Copy every line of the rows below word for word, leaving the pictures out of your answer.

## begin Provided material

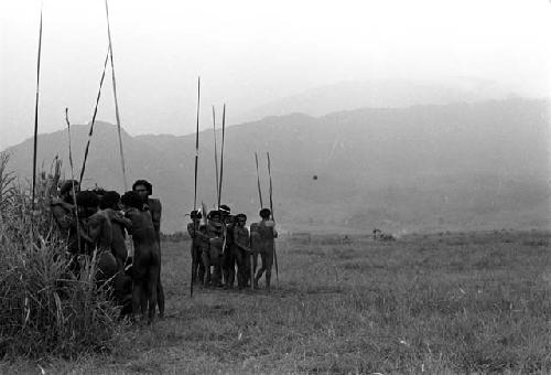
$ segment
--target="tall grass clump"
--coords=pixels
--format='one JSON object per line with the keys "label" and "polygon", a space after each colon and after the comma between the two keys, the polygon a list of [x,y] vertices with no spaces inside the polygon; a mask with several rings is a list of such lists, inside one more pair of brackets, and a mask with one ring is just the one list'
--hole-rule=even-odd
{"label": "tall grass clump", "polygon": [[37,178],[34,211],[29,189],[0,153],[0,357],[61,356],[108,350],[117,311],[94,282],[95,259],[69,270],[64,238],[48,211],[61,161]]}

## end Provided material

▸ **Expected answer**:
$ segment
--target="tall grass clump"
--coords=pixels
--format='one JSON object per line with the keys "label" and "polygon", a space after each colon and after the comma between the two keys, the polygon a list of [x,y] vertices with no spaces inside the polygon; a mask with several rings is a list of such lists, inside one more pair of brackets, and a mask with one ring is just the one list'
--hole-rule=even-odd
{"label": "tall grass clump", "polygon": [[37,178],[34,211],[29,189],[0,153],[0,357],[61,356],[108,350],[117,311],[94,282],[95,259],[69,270],[64,238],[48,211],[61,161]]}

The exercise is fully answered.